* WORK ITEM
Transcribe the whole listing exactly, but do not carry over its pictures.

Segment Start: INFORMATION

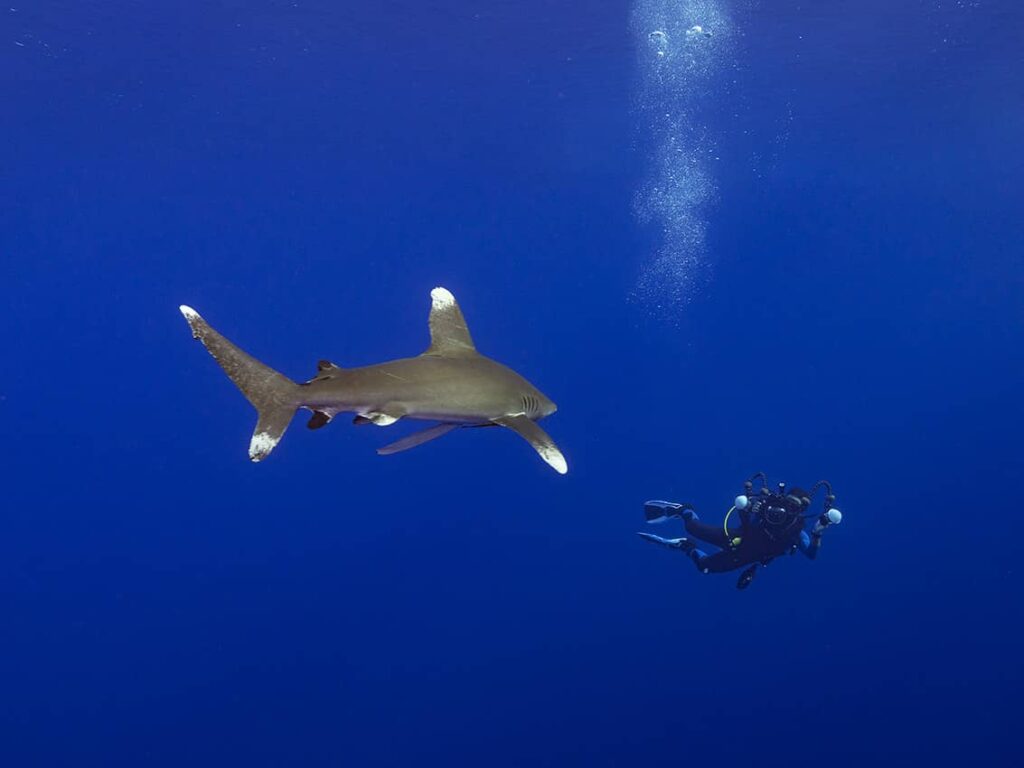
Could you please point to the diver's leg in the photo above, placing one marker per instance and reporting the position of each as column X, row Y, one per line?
column 658, row 511
column 717, row 563
column 714, row 535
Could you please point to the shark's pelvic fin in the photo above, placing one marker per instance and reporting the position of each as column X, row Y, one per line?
column 449, row 333
column 417, row 438
column 537, row 437
column 386, row 416
column 275, row 397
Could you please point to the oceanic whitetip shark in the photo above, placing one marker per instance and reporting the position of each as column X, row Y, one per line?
column 451, row 383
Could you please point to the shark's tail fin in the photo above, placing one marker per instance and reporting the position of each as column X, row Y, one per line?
column 274, row 396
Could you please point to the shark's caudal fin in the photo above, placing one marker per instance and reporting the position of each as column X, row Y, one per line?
column 274, row 396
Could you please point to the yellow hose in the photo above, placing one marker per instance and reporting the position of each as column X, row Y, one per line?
column 725, row 522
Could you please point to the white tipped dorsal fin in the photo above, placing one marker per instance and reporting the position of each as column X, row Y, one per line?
column 449, row 333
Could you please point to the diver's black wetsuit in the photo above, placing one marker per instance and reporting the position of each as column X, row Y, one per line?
column 759, row 543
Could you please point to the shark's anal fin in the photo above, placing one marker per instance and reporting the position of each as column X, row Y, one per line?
column 449, row 333
column 417, row 438
column 537, row 437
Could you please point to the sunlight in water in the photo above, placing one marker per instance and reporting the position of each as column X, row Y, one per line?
column 682, row 43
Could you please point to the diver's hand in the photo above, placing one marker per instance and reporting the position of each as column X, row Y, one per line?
column 672, row 543
column 658, row 511
column 832, row 517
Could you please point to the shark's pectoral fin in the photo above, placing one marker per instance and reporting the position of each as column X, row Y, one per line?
column 417, row 438
column 384, row 417
column 318, row 419
column 537, row 437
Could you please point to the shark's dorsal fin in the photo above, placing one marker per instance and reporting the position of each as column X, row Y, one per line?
column 449, row 333
column 325, row 370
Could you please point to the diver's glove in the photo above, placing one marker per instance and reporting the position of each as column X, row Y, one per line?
column 658, row 511
column 832, row 517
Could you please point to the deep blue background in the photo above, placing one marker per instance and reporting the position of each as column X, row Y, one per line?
column 304, row 173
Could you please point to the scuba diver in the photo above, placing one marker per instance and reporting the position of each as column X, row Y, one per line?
column 771, row 523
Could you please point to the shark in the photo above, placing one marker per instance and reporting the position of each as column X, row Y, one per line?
column 451, row 384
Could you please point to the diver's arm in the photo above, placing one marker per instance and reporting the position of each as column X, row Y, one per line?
column 809, row 544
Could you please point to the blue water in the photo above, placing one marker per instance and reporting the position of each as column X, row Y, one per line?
column 829, row 286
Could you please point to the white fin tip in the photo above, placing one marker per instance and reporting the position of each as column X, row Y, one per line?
column 441, row 297
column 260, row 445
column 554, row 457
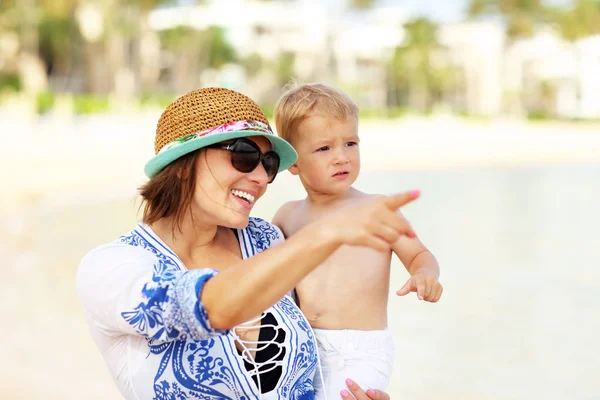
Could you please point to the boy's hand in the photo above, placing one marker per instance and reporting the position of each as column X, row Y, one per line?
column 427, row 287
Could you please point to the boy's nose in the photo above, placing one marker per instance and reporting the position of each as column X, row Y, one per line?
column 341, row 158
column 259, row 175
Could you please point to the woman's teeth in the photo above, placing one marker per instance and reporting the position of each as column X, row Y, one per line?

Segment End: INFORMATION

* ANSWER
Could you please point to the diver's leg in the photo above, placing one marker per instance and reporting the position of each as column X, row Y, one per line?
column 658, row 511
column 717, row 563
column 714, row 535
Could you please point to the shark's pelvic fin in the photo above, placing one marker per instance and reporting the position of each as column X, row Y, one per line?
column 449, row 333
column 417, row 438
column 537, row 437
column 386, row 416
column 275, row 397
Could you please point to the oceanic whitetip shark in the photo above, placing one marker per instance and reporting the position of each as column X, row Y, one per line?
column 451, row 383
Could you please point to the shark's tail fin in the photo above, placing one marker per instance and reporting the position of each as column X, row Y, one per line?
column 274, row 396
Could you please point to the shark's caudal fin in the photo above, placing one marker per instance and reporting the position of each as column X, row Y, one per line?
column 274, row 396
Could you please point to the yellow hose in the photo above, placing one marker per instance and reporting the position of each as column X, row Y, one per line?
column 725, row 522
Could you please point to the white tipped dorsal fin in the photo above, placing one marker per instance and reporting the position of each as column X, row Y, one per line?
column 449, row 333
Could you please point to the diver's black wetsuit in the photo above, placing one marker per instance and reporting the position of each as column X, row Y, one per line?
column 759, row 543
Could you please point to the shark's anal fin in the photo above, placing one marker per instance and reporting the position of each as column X, row Y, one per line?
column 449, row 333
column 417, row 438
column 537, row 437
Could you please point to the sunlight in water in the photo above, placing one marker per instance and reporting the position of each as column X, row Y, one per line?
column 682, row 43
Could you please point to the diver's hand in the photo above, placing one marker per instance and reporting the position of each as column X, row Y, one per line?
column 672, row 543
column 658, row 511
column 832, row 517
Could you please point to the shark's pectoral fin in the photo above, placing one marker per instance and reporting the position of each as column X, row Y, one per line?
column 417, row 438
column 384, row 417
column 318, row 419
column 537, row 437
Could you please point to the shark's dorsal fin in the photo above, placing one marker per instance and reporting the position of each as column X, row Y, one per line?
column 449, row 333
column 325, row 370
Could you please point to the diver's glove in the photo above, placing one marker per instance and reporting the position of each as column X, row Y, one per line?
column 658, row 511
column 832, row 517
Could you please point to the deep blue background in the photo above, placing one marker per instance and reporting the position of each as column X, row Y, one per line?
column 304, row 173
Could you please point to the scuba diver in the photo above, placing one marker per instance and reporting the position of each as column X, row Y, one per line?
column 771, row 523
Could you please point to the shark in the photo above, placing one marker per instance and reporting the position of each as column X, row Y, one per line?
column 451, row 384
Could you please point to the diver's arm in the photo above, placing one marker per instance and reporting the position of each as column X, row Y, one per line?
column 809, row 544
Could you please point to the blue water in the photo above, placing one marker per instance and reporting the position of each as column X, row Y, one per line?
column 829, row 286
Could you please point to the white fin tip in the photo above, placing one marker per instance and reporting the position of each as column X, row Y, one per line?
column 441, row 297
column 260, row 445
column 554, row 457
Could you please point to the boy's hand in the photo above, placing one marker per instance and reporting the position of each as column X, row Y, one per line?
column 427, row 287
Could you please point to the boy's nose in the photo above, placing one marker per instance and reporting the position of each as column X, row Y, one per line?
column 341, row 158
column 259, row 175
Could you please point to the woman's teeth in the photo above, placing one marker per instance and reporting the position of each as column X, row Y, one per line?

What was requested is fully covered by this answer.